# seltsame zeichen bei gnome-anwendungen...

## darookee

moin... ich hab das problem das bei vielen gnome-anwendungen grösstenteils umlaute in menus nicht richtig angezeigt werden...

bei evolution sieht das z.B so aus:

[img:f8b0ce124a]http://darookee.shacknet.nu/zeichen2.png[/img:f8b0ce124a]

und bei xchat sind manche sachen auch seltsam

[img:f8b0ce124a]http://darookee.shacknet.nu/zeichen.png[/img:f8b0ce124a]

wodran kann das liegen? nervt irgendwie schon... 

seid dem upgrade auf 1.2.3 holt evolution auch garkeine mails mehr ab... *wunder*[/img]

----------

## slyzer

Hallo,

das sieht stark nach nem koi8-r-Misch-Masch aus, sprich Russisch. Was sagt "locale" aus?

Oder schau mal im Gnome-Control-Center, welchen Schriftsatz du hast. Normalerweise sollte das IS08859-* sein.

cu

 slyzer

----------

## darookee

JUHU! also zumindest hat evolution das jetzt richtig... es lag an der schrift *grummel*

bei xchat konnte ichs noch nich testen... muss ich wohl noch auf scriptkiddies warten ;)

dankeschön :D

EDIT:

FATAL :'( jetzt kann ich kein <at> mehr schreiben :'( wodran mag das wohl so liegen?

----------

## slyzer

Hallo,

geht die ALT-GR Taste generell nicht mehr, oder nur beim @?

cu

 slyzer

----------

## darookee

nur beim <at> : (

¹²³¼½¬{[]}\¸~`·

geht alles mit AltGR... nur kein q o_0 <at>...

----------

## slyzer

Hallo,

such mal nach "altgr" im Forum, da gibt es zahlreiche Beiträge vieleicht findest du was.

cu

 slyzer

----------

## darookee

juhu! das mit den Xmodmap dingen hat geklappt... find ich aber nicht wirklich ne ellegante lösung... ich versuch erstnommal xfree komplett neu zu emergen...

thx :D

----------

.....

DIE AUFGABE ▸
Gib aus dem Forenthread über falsch angezeigte Umlaute in GNOME-Anwendungen die Stelle wörtlich aus, die mit „geht alles mit“ beginnt und bis einschließlich „findest du was.“ reicht.

BEREITGESTELLTE DATEN ▸
.....

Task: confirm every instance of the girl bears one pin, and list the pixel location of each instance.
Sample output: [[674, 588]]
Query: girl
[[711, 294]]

.....

VOLLSTÄNDIGE ANTWORT ▸
geht alles mit AltGR... nur kein q o_0 <at>...

----------

## slyzer

Hallo,

such mal nach "altgr" im Forum, da gibt es zahlreiche Beiträge vieleicht findest du was.